PROBLEM REQUIREMENTS: Look through the listing below and write out exactly the lines from the line with "Target: mountain ridge" to the line with "glow in this photo.", both included, and no others.

• • •

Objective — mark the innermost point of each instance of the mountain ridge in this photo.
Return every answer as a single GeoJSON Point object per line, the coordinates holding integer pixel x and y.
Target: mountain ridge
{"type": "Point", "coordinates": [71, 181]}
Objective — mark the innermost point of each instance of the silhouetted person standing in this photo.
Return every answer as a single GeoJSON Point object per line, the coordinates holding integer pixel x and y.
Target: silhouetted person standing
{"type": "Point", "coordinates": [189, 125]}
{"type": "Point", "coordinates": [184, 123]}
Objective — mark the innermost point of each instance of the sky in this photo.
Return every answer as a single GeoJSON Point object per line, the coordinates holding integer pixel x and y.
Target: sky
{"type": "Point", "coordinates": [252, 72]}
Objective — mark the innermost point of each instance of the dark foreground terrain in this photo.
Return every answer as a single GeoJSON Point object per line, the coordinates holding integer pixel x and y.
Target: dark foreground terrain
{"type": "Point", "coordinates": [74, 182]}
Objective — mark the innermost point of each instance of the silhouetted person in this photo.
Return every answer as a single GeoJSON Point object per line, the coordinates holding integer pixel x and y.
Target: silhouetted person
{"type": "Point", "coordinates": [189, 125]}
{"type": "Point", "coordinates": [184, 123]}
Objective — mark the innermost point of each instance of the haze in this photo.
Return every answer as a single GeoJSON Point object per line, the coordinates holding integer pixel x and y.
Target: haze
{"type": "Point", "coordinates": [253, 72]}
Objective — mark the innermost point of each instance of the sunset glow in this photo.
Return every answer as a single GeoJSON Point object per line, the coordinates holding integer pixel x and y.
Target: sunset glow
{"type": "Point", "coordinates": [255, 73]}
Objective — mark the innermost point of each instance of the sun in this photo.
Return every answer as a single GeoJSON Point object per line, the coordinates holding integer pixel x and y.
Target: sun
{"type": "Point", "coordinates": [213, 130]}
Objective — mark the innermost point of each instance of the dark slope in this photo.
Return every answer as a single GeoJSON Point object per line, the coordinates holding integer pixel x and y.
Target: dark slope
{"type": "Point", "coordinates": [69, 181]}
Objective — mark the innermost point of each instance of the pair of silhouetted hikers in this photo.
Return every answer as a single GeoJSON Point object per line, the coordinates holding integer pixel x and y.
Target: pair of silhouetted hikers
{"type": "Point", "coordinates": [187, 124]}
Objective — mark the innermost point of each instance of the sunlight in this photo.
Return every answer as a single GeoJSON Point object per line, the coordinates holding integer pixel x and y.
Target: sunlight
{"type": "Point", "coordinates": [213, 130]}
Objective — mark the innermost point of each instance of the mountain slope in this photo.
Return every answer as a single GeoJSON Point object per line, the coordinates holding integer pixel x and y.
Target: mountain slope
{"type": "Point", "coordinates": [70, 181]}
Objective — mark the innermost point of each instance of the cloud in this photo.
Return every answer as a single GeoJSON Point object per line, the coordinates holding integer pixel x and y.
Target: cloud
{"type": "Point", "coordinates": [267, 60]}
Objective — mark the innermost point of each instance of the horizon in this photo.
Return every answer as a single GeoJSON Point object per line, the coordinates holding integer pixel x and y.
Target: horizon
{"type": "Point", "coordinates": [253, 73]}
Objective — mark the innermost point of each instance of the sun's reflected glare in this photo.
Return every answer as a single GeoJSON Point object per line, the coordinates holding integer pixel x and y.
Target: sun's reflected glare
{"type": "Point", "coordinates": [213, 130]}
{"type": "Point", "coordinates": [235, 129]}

• • •

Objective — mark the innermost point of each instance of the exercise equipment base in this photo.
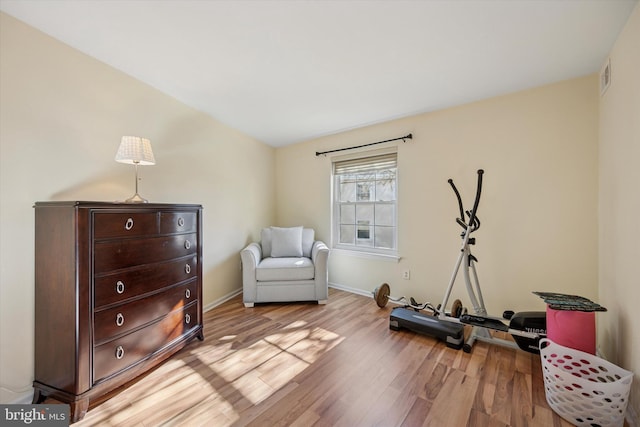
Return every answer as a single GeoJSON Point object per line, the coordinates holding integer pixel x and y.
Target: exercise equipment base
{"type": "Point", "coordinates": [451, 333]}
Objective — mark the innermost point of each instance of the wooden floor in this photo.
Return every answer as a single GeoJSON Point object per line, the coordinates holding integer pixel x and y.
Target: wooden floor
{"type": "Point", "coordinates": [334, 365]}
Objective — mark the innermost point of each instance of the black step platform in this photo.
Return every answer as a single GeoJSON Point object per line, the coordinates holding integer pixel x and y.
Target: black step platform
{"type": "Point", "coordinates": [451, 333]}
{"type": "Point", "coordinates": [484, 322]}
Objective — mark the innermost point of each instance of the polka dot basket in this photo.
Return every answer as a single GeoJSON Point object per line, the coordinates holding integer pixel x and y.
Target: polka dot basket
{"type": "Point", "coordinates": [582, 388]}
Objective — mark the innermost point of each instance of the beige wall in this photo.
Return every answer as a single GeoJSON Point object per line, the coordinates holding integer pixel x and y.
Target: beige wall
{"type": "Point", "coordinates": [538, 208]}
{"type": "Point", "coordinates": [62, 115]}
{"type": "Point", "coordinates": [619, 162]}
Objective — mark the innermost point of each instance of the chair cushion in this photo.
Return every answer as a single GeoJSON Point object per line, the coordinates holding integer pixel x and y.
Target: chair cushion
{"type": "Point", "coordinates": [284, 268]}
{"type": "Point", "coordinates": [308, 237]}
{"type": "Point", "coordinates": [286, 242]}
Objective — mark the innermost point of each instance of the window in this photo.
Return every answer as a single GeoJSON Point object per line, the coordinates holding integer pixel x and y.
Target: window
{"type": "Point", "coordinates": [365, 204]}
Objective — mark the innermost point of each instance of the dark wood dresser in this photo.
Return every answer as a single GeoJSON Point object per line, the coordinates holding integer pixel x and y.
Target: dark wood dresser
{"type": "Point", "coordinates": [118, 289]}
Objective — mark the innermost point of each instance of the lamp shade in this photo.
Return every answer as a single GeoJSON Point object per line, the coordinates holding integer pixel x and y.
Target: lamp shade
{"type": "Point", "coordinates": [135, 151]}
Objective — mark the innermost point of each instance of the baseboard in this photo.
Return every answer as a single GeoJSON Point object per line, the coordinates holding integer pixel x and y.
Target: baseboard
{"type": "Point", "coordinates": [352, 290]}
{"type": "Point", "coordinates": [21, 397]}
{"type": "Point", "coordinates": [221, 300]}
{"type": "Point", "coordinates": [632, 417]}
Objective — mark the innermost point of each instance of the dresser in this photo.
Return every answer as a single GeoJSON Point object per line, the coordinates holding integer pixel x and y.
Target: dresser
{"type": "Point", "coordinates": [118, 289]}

• • •

SOLUTION:
Target: mountain ridge
{"type": "Point", "coordinates": [71, 181]}
Objective — mark the innermost point of each instance of the silhouetted person standing in this photo.
Return every answer as a single GeoJSON Point object per line, the coordinates holding integer pixel x and y.
Target: silhouetted person standing
{"type": "Point", "coordinates": [189, 125]}
{"type": "Point", "coordinates": [184, 123]}
Objective — mark the innermost point of each instance of the sky in this photo.
Return every answer as a single GeoJSON Point object per line, the coordinates holding integer pixel x and y.
Target: sky
{"type": "Point", "coordinates": [252, 72]}
Objective — mark the innermost point of each instance of the dark foreground terrain in this photo.
Return every answer as a single GeoJSON Point object per line, the coordinates holding integer pixel x and y.
Target: dark foreground terrain
{"type": "Point", "coordinates": [74, 182]}
Objective — mark the innermost point of each instance of the silhouetted person in this photo.
Return every answer as a single GeoJSON Point object per line, the coordinates holding integer pixel x and y.
Target: silhouetted person
{"type": "Point", "coordinates": [189, 125]}
{"type": "Point", "coordinates": [184, 123]}
Objective — mark the innermost point of each instance of the haze in this photo.
Return every answer as a single GeoJSON Point object per line, the coordinates holding integer pixel x and y.
Target: haze
{"type": "Point", "coordinates": [253, 72]}
Objective — mark the innermost point of each instance of the sunset glow in this photo.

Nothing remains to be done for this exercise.